### YOUR INSTRUCTIONS
Pull out every line in the records below that contains the word "each".
>> Begin PROVIDED RECORDS
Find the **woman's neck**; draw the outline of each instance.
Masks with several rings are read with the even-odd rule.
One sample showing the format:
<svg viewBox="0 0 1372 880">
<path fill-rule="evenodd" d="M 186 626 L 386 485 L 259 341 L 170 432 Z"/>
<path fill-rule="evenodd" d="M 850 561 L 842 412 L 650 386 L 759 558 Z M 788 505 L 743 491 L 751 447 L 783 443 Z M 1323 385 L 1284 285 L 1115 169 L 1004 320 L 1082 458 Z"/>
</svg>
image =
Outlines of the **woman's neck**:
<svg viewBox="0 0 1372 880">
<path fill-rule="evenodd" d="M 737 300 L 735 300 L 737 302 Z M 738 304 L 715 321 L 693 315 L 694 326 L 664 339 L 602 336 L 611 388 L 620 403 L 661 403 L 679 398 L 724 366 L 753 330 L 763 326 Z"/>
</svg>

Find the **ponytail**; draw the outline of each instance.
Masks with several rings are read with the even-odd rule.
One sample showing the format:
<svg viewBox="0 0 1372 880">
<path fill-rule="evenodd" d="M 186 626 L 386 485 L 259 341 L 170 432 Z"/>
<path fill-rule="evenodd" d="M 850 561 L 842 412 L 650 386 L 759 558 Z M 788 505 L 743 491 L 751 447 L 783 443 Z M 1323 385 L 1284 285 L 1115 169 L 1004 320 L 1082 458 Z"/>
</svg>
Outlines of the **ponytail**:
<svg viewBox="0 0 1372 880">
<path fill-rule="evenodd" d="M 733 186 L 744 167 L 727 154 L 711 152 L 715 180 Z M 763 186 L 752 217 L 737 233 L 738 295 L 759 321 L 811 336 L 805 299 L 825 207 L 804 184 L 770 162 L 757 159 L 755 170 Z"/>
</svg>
>> End PROVIDED RECORDS
>> Begin PROVIDED RECORDS
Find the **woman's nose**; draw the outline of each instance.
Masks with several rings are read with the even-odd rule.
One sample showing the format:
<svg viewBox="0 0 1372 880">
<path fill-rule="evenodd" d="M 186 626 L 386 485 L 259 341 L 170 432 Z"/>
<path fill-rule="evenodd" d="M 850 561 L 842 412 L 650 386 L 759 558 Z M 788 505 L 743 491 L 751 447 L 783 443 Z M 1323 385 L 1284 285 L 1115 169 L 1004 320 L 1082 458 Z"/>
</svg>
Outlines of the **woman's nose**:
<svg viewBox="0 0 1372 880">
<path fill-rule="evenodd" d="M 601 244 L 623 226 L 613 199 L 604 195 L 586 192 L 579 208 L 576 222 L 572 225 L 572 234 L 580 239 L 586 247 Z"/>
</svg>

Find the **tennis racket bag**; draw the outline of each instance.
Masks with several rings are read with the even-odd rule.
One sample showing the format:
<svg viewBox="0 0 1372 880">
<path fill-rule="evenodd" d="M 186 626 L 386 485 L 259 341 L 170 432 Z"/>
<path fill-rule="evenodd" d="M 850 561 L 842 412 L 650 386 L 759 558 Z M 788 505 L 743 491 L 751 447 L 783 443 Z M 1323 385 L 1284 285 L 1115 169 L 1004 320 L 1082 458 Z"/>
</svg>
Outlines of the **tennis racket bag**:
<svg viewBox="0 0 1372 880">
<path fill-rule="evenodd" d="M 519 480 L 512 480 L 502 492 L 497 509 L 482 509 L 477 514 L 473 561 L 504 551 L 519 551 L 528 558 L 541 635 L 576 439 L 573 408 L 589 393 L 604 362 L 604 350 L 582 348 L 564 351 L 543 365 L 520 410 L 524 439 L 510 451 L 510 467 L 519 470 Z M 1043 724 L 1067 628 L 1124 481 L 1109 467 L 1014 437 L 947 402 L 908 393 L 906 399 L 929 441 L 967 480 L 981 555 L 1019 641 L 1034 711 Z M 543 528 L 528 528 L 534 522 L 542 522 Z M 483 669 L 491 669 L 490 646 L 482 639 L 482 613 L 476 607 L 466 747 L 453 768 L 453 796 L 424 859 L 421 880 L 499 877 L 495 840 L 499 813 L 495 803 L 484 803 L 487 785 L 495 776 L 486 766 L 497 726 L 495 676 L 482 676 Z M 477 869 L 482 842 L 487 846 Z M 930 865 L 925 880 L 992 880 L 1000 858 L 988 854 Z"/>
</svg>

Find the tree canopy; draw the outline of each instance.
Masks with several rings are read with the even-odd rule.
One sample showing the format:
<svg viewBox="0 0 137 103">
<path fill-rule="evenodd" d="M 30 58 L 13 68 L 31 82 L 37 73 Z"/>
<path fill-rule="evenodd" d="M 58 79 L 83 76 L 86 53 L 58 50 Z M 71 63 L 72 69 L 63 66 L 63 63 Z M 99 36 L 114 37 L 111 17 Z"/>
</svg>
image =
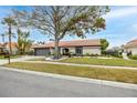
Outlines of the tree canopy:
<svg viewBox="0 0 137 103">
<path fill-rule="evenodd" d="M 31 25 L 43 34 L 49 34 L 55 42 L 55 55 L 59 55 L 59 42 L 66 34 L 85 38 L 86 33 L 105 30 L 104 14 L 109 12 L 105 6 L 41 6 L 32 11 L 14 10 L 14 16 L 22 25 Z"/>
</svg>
>> End PROVIDED RECORDS
### FULL ANSWER
Find the **woman's neck**; draw the outline of each instance.
Find the **ponytail**; draw the outline of each instance.
Find the **woman's nose**; draw the outline of each instance.
Find the **tennis racket bag**; draw the outline of each instance.
Find the tree canopy; draw the outline of each instance.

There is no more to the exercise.